### WHAT TO DO
Duplicate each of the records below line for line, exactly as they appear.

-- START INPUT --

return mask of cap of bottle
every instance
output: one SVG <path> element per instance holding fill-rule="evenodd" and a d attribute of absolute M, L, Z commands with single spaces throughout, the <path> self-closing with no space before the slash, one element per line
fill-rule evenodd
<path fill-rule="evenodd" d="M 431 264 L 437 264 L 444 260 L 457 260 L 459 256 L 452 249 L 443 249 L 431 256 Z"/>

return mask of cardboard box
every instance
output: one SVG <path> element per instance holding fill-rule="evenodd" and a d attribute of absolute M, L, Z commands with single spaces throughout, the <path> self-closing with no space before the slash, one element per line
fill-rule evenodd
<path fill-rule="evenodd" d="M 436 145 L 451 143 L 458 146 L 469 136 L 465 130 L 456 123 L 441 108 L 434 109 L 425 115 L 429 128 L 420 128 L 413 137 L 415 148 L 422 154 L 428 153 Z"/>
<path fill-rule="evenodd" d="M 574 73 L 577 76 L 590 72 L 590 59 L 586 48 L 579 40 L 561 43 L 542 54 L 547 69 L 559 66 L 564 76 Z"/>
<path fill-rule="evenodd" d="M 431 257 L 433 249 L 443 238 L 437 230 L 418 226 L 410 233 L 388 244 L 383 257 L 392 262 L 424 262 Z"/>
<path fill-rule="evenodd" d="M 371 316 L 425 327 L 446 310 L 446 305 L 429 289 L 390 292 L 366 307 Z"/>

-- END INPUT --

### RESULT
return mask of cap of bottle
every instance
output: one SVG <path> element per instance holding fill-rule="evenodd" and a d attribute of absolute M, L, Z commands with single spaces throughout, the <path> self-closing with no space before the slash, one element per line
fill-rule evenodd
<path fill-rule="evenodd" d="M 431 264 L 437 264 L 444 260 L 457 260 L 459 256 L 452 249 L 443 249 L 431 256 Z"/>

return mask of cardboard box
every instance
output: one SVG <path> element per instance holding fill-rule="evenodd" and a d attribute of absolute M, L, Z commands with single spaces throughout, the <path> self-closing with no space before the slash, one element per line
fill-rule evenodd
<path fill-rule="evenodd" d="M 436 145 L 451 143 L 458 146 L 469 136 L 465 130 L 456 123 L 441 108 L 434 109 L 425 115 L 429 128 L 420 128 L 413 137 L 415 148 L 422 154 L 428 153 Z"/>
<path fill-rule="evenodd" d="M 574 73 L 577 76 L 590 72 L 590 59 L 586 48 L 579 40 L 561 43 L 542 54 L 547 69 L 559 66 L 564 76 Z"/>
<path fill-rule="evenodd" d="M 431 257 L 433 249 L 443 238 L 437 230 L 418 226 L 410 233 L 388 244 L 383 257 L 392 262 L 424 262 Z"/>
<path fill-rule="evenodd" d="M 371 316 L 425 327 L 446 310 L 446 305 L 429 289 L 390 292 L 366 307 Z"/>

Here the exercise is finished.